§ RECORDS SHOWN:
::::::::::
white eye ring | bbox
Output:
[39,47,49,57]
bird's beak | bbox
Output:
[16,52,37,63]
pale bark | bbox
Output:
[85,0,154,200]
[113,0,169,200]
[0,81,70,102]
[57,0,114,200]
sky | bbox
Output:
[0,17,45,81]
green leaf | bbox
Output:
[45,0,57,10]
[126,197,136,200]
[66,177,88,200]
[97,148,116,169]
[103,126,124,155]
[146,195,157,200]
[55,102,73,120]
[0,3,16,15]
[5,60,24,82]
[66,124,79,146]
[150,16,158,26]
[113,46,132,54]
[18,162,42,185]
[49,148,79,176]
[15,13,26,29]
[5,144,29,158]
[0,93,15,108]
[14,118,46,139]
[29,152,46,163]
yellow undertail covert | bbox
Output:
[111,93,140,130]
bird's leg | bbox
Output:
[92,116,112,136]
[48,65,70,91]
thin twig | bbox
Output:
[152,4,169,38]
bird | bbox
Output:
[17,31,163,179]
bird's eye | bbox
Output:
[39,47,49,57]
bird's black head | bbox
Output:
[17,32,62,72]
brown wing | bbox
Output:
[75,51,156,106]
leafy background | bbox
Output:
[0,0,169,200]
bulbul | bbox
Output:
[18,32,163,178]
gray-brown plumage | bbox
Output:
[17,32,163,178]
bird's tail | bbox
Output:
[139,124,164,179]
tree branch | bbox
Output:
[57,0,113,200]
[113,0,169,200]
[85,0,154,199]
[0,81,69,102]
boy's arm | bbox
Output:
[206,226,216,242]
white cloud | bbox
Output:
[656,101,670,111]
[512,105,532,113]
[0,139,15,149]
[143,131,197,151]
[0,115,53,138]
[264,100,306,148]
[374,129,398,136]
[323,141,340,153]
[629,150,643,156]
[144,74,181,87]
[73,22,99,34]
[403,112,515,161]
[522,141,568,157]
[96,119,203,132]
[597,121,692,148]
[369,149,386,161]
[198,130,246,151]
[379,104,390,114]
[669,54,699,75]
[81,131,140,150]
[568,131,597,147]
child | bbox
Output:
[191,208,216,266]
::::::::::
§ WORK INSTRUCTIONS:
Can you output every row above as a two-column CSV with the headers "prompt" and "boxes", one line per row, putting each row's text and its answer in their own double-quoted fields and replacing line breaks inside a field with spaces?

§ EXPECTED ANSWER:
prompt,boxes
"white eye ring | bbox Output:","[39,47,49,57]"
"bird's beak | bbox Output:","[16,52,37,63]"
"pale bark | bbox Output:","[85,0,154,200] [113,0,169,200] [0,81,70,102] [57,0,114,200]"
"sky | bbox Output:","[0,17,45,81]"
"green leaf | bbox Output:","[45,0,57,10] [126,197,136,200] [66,177,88,200] [97,148,116,169] [103,126,124,155] [146,195,157,200] [55,102,73,120] [0,3,16,15] [5,60,24,82] [66,124,79,146] [150,16,158,26] [113,46,132,54] [18,162,42,185] [49,148,79,176] [15,13,26,29] [5,144,29,158] [0,93,15,108] [14,118,46,139] [29,152,46,163]"
"yellow undertail covert | bbox Output:","[111,93,140,130]"
"bird's leg | bbox Output:","[92,116,112,136] [48,65,70,91]"
"thin twig | bbox Output:","[152,4,169,38]"
"bird | bbox Output:","[17,31,163,179]"
"bird's eye | bbox Output:","[39,47,49,57]"
"bird's black head | bbox Output:","[17,32,62,72]"
"brown wing | bbox Output:","[75,51,156,106]"
"leafy background | bbox Output:","[0,0,169,200]"
"bulbul | bbox Output:","[18,32,163,178]"
"gray-brown plumage | bbox Output:","[17,32,163,178]"
"bird's tail | bbox Output:","[139,124,164,179]"
"tree branch | bbox Output:","[57,0,113,200] [113,0,169,200] [85,0,154,199] [0,81,69,102]"
"boy's arm | bbox Output:","[206,226,216,242]"
"white cloud | bbox Output:","[656,101,670,111] [512,105,532,113] [0,139,15,149] [143,131,197,151] [0,115,53,138] [264,100,306,148] [374,129,398,136] [323,141,340,153] [629,150,643,156] [144,74,181,87] [73,22,99,34] [403,112,515,161] [522,141,568,157] [96,119,203,132] [597,121,692,148] [369,149,386,161] [198,130,246,151] [379,104,390,114] [669,54,699,75] [81,131,140,150] [568,131,597,147]"
"child | bbox Output:","[191,208,216,266]"